**Passage provided**
-=-=-
5 responses to “The value of a life in a care home

  1. Auntysocial

    This had baffled me since the story was first published. Were those on hand to help for the entertainment evening not the usual care and nursing staff from the main part of the home?

    • careintheuk

      Care is care, and the ‘usual’ staff have a duty they can’t opt out of – and that is to communicate with all staff about the particular needs of all residents. Whether they do that at handover, verbally, or written in the records, someone is responsible for communication. Activities Coordinators also have responsibility. Problems often come with the use of Agency staff who may not bother to find out about the needs of the residents, even though they should. Healthcare assistants aren’t regulated; nursing staff are.

      There was apparently no care plan and no risk assessment carried out by the care home, so their system is at fault. A vital assessment was missing – and if it’s missing, it can’t be communicated to the staff.

      A tragic and sad failing by the care home. A death that could have been avoided.

      On 11 February 2014, the care provider Four Seasons Health Care was fined £4000 by the CQC for failing to have a registered manager at the same care home Euxton Park. As per CQC website here:http://www.cqc.org.uk/directory/1-135674397

  2. Auntysocial

    No I understand that poor records (or lack of) inevitably leads to poor care but what baffles me is the circumstances immediately beforehand that led to somebody handing a full plate of fish and chips to staff for Mrs Smith (and whom presumably had never prepared any of her food during the month she’d been living at the home) Whoever was unfortunate enough to have been given the food for her can’t possibly have provided Mrs Smith with care or assisted her with meals until then either.

    The report refers to the incident having happened in another part of the premises used for entertainment which is why I wondered if staff there are not part of the usual care team.

    It’s still appalling though I agree and I can’t understand how or why any home wouldn’t complete pre-admission assessments and have a care plan in place from the day someone steps foot through the door but the events of that day are particularly baffling.
-=-=-
**Raw data**
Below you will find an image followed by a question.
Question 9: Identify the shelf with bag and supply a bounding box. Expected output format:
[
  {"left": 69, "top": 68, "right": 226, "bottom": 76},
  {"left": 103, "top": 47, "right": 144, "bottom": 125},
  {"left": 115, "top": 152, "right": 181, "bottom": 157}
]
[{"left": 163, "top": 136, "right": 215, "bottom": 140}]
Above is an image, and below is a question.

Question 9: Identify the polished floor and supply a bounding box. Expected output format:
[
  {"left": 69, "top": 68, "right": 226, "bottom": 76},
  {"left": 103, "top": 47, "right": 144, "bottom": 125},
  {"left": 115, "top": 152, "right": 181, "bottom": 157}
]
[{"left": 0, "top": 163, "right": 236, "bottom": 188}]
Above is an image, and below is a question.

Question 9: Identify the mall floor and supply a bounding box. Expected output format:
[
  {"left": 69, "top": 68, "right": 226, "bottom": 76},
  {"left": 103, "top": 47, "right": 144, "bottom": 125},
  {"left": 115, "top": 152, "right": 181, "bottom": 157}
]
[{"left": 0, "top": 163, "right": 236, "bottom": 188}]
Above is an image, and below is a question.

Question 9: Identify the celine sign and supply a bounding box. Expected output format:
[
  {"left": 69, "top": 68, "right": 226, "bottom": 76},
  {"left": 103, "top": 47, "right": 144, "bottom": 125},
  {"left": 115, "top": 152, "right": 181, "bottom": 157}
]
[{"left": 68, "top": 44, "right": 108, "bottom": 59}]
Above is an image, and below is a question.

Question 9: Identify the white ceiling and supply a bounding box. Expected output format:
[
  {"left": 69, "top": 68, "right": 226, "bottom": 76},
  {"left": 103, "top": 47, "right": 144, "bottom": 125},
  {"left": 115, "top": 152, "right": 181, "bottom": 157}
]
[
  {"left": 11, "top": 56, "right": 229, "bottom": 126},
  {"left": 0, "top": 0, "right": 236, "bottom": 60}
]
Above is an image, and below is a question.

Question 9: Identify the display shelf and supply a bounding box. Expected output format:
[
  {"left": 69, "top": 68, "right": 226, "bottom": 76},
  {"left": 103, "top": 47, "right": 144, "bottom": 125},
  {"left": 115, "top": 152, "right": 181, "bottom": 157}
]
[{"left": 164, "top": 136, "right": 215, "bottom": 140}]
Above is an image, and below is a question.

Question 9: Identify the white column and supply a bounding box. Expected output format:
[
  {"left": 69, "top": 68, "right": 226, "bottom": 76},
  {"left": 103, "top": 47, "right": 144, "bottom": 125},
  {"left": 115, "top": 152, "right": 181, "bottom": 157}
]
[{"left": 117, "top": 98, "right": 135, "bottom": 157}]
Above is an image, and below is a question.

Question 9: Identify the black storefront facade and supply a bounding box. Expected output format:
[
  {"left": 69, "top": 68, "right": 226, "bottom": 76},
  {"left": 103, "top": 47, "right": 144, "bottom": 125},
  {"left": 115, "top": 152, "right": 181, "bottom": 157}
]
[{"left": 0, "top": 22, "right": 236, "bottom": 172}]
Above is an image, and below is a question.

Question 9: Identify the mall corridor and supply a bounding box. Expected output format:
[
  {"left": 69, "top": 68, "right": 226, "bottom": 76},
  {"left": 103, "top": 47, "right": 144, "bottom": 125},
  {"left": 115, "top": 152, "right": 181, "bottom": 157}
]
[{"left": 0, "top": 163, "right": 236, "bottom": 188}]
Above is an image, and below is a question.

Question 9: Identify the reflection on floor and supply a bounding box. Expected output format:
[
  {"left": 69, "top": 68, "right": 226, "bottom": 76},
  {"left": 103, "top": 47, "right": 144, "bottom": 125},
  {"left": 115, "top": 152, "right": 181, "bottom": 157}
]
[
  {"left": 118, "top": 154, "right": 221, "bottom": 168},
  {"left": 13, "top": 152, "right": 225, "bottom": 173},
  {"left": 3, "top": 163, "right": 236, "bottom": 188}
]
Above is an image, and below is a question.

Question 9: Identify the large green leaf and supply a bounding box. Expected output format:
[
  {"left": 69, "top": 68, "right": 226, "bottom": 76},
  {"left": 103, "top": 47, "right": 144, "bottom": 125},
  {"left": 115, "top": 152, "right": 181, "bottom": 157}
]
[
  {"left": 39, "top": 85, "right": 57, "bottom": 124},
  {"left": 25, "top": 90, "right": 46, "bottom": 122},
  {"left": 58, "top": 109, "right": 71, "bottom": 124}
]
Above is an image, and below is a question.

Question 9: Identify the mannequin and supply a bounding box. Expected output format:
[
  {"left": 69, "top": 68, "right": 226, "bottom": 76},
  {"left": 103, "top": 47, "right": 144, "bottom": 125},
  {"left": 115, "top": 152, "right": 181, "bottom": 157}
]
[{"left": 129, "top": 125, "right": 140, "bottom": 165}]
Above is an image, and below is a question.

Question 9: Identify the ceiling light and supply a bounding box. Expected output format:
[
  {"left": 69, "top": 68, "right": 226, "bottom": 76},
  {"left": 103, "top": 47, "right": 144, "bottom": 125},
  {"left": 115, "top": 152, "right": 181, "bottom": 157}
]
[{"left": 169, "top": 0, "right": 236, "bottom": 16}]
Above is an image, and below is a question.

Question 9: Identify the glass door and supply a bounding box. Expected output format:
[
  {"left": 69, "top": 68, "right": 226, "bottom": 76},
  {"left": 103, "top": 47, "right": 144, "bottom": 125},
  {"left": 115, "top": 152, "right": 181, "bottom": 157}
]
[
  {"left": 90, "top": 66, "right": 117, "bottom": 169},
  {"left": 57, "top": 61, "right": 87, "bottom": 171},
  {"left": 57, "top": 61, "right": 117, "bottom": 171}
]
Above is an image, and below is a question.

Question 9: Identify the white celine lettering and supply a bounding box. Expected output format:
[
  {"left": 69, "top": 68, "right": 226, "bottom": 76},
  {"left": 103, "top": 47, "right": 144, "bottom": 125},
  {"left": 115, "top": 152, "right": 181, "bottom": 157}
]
-=-=-
Pick up the comment thread about the care home death where it ends, and continue it from its last sentence.

    • careintheuk

      There’s a lot I can’t understand about how many care homes function (or rather don’t function). I’ve learned a heck of a lot over the last 10 years, during which I’ve really had to deal with systems that have left me bewildered . It’s not over yet either. My hell is still ongoing, and there’s nothing I can do to shift it into gear.

      It’s one learning curve I’d like all so-called decision-makers to meet and, more importantly, to understand. Too many blind eyes turned, for my liking. Call me old-fashioned if you will, but it’s all to do with standards, and as long as shoddy standards are allowed to creep in and then to exist, nothing’s going to change. Managers must manage.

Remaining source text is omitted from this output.